** Given records **
****************************************

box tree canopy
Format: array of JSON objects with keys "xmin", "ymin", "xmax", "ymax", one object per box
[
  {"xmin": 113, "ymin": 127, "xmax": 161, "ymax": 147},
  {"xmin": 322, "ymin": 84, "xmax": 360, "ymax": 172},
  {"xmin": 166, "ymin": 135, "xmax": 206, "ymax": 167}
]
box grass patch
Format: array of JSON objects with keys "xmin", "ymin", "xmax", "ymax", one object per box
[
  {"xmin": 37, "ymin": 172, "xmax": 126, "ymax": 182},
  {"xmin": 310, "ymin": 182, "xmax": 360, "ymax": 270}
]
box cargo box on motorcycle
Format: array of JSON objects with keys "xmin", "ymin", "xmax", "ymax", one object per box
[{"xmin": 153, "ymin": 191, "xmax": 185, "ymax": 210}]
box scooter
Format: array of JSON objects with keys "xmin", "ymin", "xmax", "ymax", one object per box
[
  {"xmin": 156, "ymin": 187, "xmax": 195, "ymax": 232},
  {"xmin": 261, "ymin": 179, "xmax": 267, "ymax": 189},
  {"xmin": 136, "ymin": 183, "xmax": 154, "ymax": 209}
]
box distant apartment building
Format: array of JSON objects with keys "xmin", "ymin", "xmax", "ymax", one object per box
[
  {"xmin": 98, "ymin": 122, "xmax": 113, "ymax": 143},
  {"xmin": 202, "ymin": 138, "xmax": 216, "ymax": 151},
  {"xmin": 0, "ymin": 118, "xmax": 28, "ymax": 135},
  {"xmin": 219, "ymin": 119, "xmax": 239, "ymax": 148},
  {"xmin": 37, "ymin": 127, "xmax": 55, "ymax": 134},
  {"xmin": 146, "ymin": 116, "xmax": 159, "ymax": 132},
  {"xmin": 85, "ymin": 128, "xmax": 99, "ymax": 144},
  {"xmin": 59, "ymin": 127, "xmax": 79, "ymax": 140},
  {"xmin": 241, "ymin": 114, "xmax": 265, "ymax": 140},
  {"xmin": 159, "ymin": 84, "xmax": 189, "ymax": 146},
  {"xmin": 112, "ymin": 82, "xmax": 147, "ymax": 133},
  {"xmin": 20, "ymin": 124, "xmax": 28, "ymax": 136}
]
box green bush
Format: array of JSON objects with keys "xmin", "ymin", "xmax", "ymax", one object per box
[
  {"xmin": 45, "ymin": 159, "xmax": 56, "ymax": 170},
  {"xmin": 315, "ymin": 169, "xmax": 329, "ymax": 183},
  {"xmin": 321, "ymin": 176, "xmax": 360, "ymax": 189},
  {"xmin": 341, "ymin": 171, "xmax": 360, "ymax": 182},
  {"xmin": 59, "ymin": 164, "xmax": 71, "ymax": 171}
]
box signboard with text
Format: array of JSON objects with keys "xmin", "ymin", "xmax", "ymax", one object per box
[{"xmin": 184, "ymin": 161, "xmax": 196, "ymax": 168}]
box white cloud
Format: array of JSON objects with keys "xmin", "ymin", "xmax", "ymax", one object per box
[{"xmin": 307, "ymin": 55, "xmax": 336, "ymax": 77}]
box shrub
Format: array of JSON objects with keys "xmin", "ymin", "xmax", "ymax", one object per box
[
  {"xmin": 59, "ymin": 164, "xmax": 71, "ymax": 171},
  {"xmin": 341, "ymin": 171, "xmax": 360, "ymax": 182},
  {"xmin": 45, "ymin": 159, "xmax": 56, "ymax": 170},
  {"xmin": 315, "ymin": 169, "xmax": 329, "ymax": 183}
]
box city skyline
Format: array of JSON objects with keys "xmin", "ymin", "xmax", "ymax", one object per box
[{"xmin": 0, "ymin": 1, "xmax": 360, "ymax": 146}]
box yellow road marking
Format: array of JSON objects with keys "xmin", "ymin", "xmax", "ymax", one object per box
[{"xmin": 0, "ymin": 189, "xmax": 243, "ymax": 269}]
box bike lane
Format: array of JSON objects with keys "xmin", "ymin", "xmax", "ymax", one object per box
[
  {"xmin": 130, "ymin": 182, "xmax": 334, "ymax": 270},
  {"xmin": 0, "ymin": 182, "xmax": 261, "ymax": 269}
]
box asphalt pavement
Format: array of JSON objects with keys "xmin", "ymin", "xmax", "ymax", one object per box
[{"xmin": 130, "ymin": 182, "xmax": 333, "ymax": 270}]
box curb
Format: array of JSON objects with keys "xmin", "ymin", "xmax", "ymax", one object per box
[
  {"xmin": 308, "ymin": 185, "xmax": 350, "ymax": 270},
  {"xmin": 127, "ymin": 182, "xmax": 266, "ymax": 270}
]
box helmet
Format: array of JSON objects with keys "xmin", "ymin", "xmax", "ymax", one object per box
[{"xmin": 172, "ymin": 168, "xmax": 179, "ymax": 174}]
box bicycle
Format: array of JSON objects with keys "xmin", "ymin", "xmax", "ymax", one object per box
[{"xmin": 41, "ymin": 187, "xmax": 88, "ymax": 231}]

****************************************

** Stated problem **
Please write out all the items above again, substituting "moped" for "scooter" and leaving everything else unchanged.

** In response **
box tree canopy
Format: array of JSON objects with keys "xmin", "ymin", "xmax", "ymax", one object per box
[
  {"xmin": 113, "ymin": 127, "xmax": 161, "ymax": 147},
  {"xmin": 322, "ymin": 84, "xmax": 360, "ymax": 172},
  {"xmin": 166, "ymin": 135, "xmax": 206, "ymax": 167}
]
box grass patch
Format: array of JSON objects with keys "xmin", "ymin", "xmax", "ymax", one object per box
[
  {"xmin": 37, "ymin": 172, "xmax": 126, "ymax": 182},
  {"xmin": 310, "ymin": 182, "xmax": 360, "ymax": 270}
]
box cargo box on motorcycle
Format: array of JSON objects with keys "xmin", "ymin", "xmax", "ymax", one object per box
[{"xmin": 153, "ymin": 191, "xmax": 185, "ymax": 210}]
box moped
Format: array of JSON objects with keys "xmin", "ymin", "xmax", "ymax", one object per box
[
  {"xmin": 156, "ymin": 187, "xmax": 195, "ymax": 232},
  {"xmin": 261, "ymin": 179, "xmax": 267, "ymax": 189},
  {"xmin": 136, "ymin": 183, "xmax": 154, "ymax": 209}
]
box distant apartment building
Format: array of JSON objects with keys "xmin", "ymin", "xmax", "ymax", one object per box
[
  {"xmin": 98, "ymin": 122, "xmax": 113, "ymax": 143},
  {"xmin": 202, "ymin": 138, "xmax": 216, "ymax": 151},
  {"xmin": 0, "ymin": 118, "xmax": 28, "ymax": 135},
  {"xmin": 219, "ymin": 119, "xmax": 239, "ymax": 148},
  {"xmin": 37, "ymin": 127, "xmax": 55, "ymax": 134},
  {"xmin": 146, "ymin": 116, "xmax": 159, "ymax": 132},
  {"xmin": 85, "ymin": 128, "xmax": 99, "ymax": 144},
  {"xmin": 59, "ymin": 127, "xmax": 79, "ymax": 140},
  {"xmin": 241, "ymin": 114, "xmax": 265, "ymax": 140},
  {"xmin": 159, "ymin": 84, "xmax": 189, "ymax": 146},
  {"xmin": 112, "ymin": 82, "xmax": 147, "ymax": 133},
  {"xmin": 20, "ymin": 124, "xmax": 28, "ymax": 136}
]
box green bush
Format: array of JSON objects with keys "xmin", "ymin", "xmax", "ymax", one object per box
[
  {"xmin": 45, "ymin": 159, "xmax": 56, "ymax": 170},
  {"xmin": 315, "ymin": 169, "xmax": 329, "ymax": 183},
  {"xmin": 321, "ymin": 176, "xmax": 360, "ymax": 189},
  {"xmin": 341, "ymin": 171, "xmax": 360, "ymax": 182},
  {"xmin": 59, "ymin": 164, "xmax": 71, "ymax": 171}
]
box signboard with text
Format: array of JSON objects with keys "xmin", "ymin", "xmax", "ymax", one object per box
[{"xmin": 184, "ymin": 161, "xmax": 196, "ymax": 168}]
box white cloud
Format: array of JSON objects with keys "xmin", "ymin", "xmax", "ymax", one object per box
[{"xmin": 307, "ymin": 55, "xmax": 336, "ymax": 77}]
box shrub
Format: array of JSON objects with keys "xmin", "ymin", "xmax", "ymax", one object per box
[
  {"xmin": 59, "ymin": 164, "xmax": 71, "ymax": 171},
  {"xmin": 341, "ymin": 171, "xmax": 360, "ymax": 182},
  {"xmin": 45, "ymin": 159, "xmax": 56, "ymax": 170},
  {"xmin": 315, "ymin": 169, "xmax": 329, "ymax": 183}
]
box city skyline
Format: array of JSON objects with keys "xmin", "ymin", "xmax", "ymax", one object per box
[{"xmin": 0, "ymin": 1, "xmax": 360, "ymax": 146}]
box yellow road marking
Format: array of JSON objects with keys "xmin", "ymin", "xmax", "ymax", one object per box
[{"xmin": 0, "ymin": 189, "xmax": 243, "ymax": 269}]
box bike lane
Format: array of JSON objects with keys "xmin", "ymin", "xmax", "ymax", one object per box
[
  {"xmin": 130, "ymin": 182, "xmax": 334, "ymax": 270},
  {"xmin": 0, "ymin": 182, "xmax": 261, "ymax": 269}
]
box asphalt pavement
Format: array of JSON objects with keys "xmin", "ymin", "xmax", "ymax", one object per box
[{"xmin": 130, "ymin": 182, "xmax": 333, "ymax": 270}]
box curb
Format: array of JSON objects with keys "xmin", "ymin", "xmax", "ymax", one object per box
[
  {"xmin": 308, "ymin": 185, "xmax": 350, "ymax": 270},
  {"xmin": 127, "ymin": 182, "xmax": 266, "ymax": 270}
]
box helmet
Format: array of JSON objects with keys "xmin", "ymin", "xmax", "ymax", one object per box
[{"xmin": 172, "ymin": 168, "xmax": 179, "ymax": 174}]
box bicycle
Format: array of JSON objects with keys "xmin", "ymin", "xmax", "ymax", one object per box
[{"xmin": 41, "ymin": 187, "xmax": 88, "ymax": 231}]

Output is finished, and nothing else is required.